# ACTIVITY
Please copy out all lines of the entries that contain the word "below".

---- DATA EXTRACTS

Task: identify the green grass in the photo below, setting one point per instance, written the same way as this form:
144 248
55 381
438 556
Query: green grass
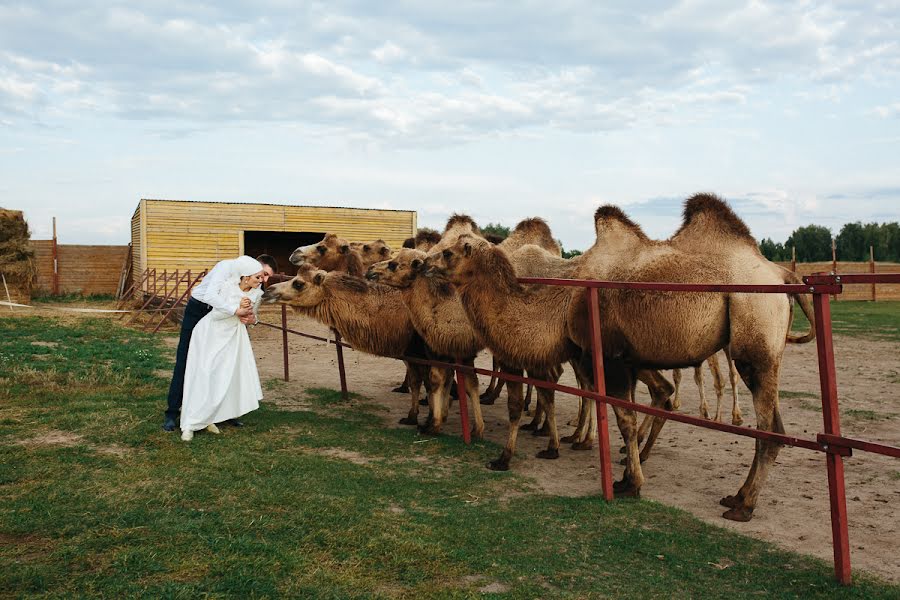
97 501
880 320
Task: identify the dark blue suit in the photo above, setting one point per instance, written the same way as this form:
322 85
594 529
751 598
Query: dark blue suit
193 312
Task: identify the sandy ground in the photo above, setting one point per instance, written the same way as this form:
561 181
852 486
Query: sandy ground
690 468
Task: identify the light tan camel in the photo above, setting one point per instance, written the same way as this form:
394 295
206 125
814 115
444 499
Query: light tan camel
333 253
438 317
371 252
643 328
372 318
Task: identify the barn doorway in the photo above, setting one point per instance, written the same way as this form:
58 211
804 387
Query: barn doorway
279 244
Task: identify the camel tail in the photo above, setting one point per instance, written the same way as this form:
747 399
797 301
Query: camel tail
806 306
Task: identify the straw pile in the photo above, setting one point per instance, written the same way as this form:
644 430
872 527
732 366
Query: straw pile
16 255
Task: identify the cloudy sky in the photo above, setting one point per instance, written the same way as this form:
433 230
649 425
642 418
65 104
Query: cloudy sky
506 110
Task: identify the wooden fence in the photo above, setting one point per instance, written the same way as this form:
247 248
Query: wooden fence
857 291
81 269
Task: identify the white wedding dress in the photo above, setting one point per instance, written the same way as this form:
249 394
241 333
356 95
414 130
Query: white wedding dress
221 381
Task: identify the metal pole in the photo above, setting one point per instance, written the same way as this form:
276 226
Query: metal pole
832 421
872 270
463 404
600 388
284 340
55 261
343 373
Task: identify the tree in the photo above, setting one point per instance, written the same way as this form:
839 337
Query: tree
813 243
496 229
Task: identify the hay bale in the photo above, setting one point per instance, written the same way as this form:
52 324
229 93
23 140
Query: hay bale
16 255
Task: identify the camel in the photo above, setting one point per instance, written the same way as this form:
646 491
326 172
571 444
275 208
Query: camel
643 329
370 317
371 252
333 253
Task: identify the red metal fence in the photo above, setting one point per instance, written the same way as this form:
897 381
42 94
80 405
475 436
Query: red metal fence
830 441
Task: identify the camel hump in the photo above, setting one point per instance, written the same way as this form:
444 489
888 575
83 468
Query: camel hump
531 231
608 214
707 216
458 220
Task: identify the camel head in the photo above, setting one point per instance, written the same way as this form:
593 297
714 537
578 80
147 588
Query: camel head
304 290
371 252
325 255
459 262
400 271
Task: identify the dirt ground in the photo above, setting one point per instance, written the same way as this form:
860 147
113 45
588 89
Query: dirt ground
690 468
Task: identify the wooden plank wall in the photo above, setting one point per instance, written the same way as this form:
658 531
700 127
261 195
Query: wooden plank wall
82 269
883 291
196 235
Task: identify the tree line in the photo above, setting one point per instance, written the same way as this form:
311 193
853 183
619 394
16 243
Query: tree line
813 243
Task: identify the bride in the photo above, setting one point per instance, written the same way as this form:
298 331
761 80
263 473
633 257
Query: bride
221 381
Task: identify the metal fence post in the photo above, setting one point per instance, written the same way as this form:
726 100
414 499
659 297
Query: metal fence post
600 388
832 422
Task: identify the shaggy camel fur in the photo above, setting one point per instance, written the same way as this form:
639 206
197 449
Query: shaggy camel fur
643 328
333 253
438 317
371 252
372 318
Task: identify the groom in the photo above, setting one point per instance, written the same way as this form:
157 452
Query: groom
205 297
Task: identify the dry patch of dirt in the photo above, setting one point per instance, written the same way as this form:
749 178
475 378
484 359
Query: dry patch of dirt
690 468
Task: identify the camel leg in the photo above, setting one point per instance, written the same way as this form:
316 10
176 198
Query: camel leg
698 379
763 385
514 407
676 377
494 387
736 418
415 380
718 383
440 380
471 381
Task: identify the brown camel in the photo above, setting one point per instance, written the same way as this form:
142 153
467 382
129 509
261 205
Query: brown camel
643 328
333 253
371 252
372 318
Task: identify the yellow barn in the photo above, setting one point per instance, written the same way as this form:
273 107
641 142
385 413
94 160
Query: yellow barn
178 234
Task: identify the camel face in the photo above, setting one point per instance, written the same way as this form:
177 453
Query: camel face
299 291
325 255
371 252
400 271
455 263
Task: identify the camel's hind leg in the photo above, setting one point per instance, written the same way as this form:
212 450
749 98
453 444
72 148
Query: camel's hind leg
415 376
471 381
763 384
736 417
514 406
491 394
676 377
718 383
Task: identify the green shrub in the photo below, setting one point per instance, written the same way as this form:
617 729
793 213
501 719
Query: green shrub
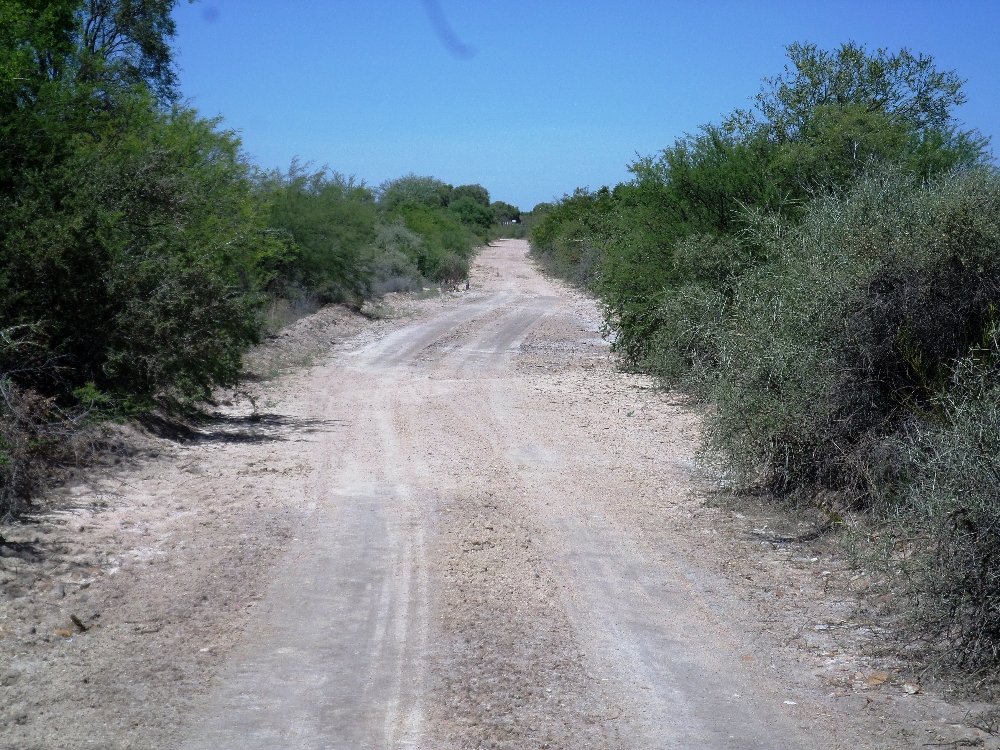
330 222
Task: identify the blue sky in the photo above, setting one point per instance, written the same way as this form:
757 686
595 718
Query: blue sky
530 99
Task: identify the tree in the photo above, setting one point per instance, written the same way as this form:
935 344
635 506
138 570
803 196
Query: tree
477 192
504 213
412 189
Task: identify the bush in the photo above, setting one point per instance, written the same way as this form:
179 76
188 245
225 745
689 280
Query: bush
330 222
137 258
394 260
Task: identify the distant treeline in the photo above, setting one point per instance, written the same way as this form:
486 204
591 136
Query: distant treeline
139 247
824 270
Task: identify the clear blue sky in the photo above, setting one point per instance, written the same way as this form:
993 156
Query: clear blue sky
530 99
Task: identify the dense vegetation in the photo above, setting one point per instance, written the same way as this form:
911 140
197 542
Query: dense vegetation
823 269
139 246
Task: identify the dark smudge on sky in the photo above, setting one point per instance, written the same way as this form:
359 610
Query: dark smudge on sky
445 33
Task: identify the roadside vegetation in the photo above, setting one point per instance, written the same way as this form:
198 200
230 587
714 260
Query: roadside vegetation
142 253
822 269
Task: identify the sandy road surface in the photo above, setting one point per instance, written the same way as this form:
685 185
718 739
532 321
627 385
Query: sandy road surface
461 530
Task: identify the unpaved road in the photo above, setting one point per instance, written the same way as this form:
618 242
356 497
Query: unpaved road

--------

# ANSWER TO THE EXERCISE
Task: identify the green grass in the photo below, setting one point per instance, written the same way as this form:
Task: identify the green shrub in the photo below, setting one point per instance, written the same way as this form:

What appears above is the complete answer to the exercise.